- _TASK INSTRUCTIONS_
Reproduce verbatim the part of the items that opens with the line containing "Return the outline of every instance of the **blue" and continues through the last line of the items, including both ends.
## Start
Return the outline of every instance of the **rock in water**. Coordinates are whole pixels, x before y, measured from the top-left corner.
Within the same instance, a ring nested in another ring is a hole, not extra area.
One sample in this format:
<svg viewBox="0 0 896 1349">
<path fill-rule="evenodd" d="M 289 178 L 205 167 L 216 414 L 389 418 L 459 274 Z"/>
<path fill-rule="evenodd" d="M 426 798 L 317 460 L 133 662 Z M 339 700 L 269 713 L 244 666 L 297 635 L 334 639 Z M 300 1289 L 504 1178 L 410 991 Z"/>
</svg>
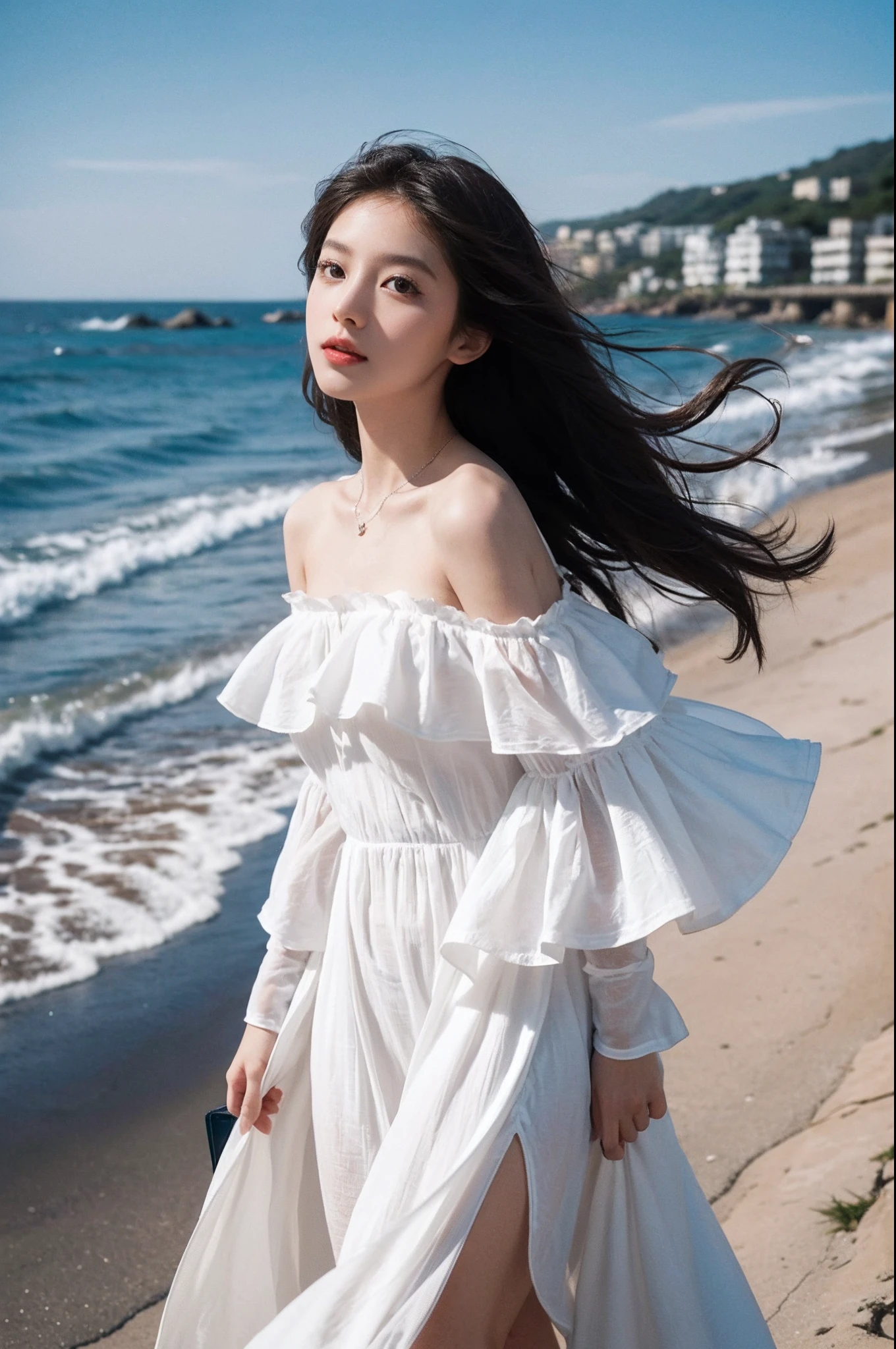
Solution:
<svg viewBox="0 0 896 1349">
<path fill-rule="evenodd" d="M 271 309 L 270 314 L 262 314 L 263 324 L 304 324 L 305 314 L 301 309 Z"/>
<path fill-rule="evenodd" d="M 232 328 L 232 318 L 209 318 L 201 309 L 181 309 L 179 314 L 166 318 L 162 328 Z"/>
</svg>

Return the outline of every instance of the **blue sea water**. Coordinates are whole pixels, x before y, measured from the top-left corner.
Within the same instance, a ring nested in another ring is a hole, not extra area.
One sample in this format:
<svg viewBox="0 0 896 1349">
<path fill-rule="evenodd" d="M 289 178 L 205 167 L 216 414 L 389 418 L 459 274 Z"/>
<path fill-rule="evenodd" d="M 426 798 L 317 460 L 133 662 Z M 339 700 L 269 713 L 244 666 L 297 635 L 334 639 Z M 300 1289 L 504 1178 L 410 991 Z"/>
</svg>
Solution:
<svg viewBox="0 0 896 1349">
<path fill-rule="evenodd" d="M 215 695 L 286 612 L 289 502 L 345 456 L 302 401 L 301 325 L 263 324 L 271 304 L 204 306 L 232 328 L 119 324 L 177 308 L 0 305 L 0 1002 L 213 917 L 224 873 L 296 796 L 290 746 Z M 892 463 L 892 337 L 806 332 L 788 345 L 753 324 L 637 321 L 649 345 L 787 366 L 789 386 L 768 383 L 783 471 L 725 475 L 729 509 Z M 668 378 L 623 372 L 672 398 L 712 370 L 681 352 L 660 364 Z M 766 417 L 742 398 L 715 434 L 745 442 Z M 653 616 L 681 629 L 681 611 Z"/>
</svg>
## End
- _WRITTEN RESPONSE_
Return the outline of every instance of the **blue sea water**. Coordinates are whole pixels, x before y, measured from the top-left corner.
Within the same instance, a ring nested in another ring is a hole, not extra area.
One sample in this format:
<svg viewBox="0 0 896 1349">
<path fill-rule="evenodd" d="M 289 178 L 205 167 L 216 414 L 389 418 L 459 274 Z"/>
<path fill-rule="evenodd" d="M 426 798 L 317 460 L 133 662 Z M 339 700 L 269 713 L 244 666 L 297 635 L 334 639 Z M 300 1289 L 504 1178 L 410 991 Z"/>
</svg>
Solution:
<svg viewBox="0 0 896 1349">
<path fill-rule="evenodd" d="M 215 695 L 286 612 L 289 502 L 345 456 L 302 401 L 301 325 L 263 324 L 271 304 L 204 306 L 232 328 L 119 324 L 177 308 L 0 305 L 0 1002 L 213 917 L 224 873 L 296 796 L 290 746 Z M 892 463 L 892 337 L 806 332 L 788 345 L 753 324 L 637 321 L 649 345 L 787 366 L 789 386 L 768 383 L 783 471 L 725 475 L 729 509 Z M 668 378 L 623 372 L 672 398 L 712 370 L 681 352 L 660 364 Z M 766 417 L 742 398 L 715 434 L 745 442 Z M 653 616 L 681 629 L 681 611 Z"/>
</svg>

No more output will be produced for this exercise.